◆ Problem statement:
Tell how many lines of the entries below include the string "outline". Respond with the number alone.

◆ Records for this task:
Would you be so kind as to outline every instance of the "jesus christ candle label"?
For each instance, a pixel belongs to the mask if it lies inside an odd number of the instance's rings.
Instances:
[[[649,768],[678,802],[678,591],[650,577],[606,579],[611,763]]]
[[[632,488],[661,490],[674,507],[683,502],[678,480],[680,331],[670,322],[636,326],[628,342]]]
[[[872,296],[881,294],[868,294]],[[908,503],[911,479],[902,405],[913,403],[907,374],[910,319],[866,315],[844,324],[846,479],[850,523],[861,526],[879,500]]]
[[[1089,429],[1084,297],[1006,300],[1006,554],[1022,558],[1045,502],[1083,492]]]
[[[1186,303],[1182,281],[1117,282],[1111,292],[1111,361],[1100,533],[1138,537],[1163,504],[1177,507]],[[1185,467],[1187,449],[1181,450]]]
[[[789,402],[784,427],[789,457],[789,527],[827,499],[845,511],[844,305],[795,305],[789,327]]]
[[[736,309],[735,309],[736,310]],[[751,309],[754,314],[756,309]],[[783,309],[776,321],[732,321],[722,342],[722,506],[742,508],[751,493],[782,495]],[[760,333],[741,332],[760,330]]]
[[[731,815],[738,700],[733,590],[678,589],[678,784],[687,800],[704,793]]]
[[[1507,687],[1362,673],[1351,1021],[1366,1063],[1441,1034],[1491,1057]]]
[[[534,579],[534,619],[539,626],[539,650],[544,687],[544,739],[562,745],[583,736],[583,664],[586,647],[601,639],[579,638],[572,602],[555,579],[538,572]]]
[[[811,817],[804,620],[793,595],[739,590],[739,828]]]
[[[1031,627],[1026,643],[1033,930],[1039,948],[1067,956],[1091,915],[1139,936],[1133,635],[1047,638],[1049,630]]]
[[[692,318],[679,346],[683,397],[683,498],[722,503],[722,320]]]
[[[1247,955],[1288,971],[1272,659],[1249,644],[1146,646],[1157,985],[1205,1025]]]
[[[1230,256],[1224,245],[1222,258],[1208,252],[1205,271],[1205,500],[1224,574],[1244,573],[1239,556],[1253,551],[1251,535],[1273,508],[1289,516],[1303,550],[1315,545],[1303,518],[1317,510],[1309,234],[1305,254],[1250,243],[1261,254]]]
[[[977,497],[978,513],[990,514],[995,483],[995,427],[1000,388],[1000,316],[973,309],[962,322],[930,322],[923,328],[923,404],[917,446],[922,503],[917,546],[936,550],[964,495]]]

--

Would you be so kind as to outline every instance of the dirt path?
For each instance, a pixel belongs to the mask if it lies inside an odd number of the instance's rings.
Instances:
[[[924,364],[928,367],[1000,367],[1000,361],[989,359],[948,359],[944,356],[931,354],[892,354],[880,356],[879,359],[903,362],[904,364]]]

◆ Output of the exercise:
2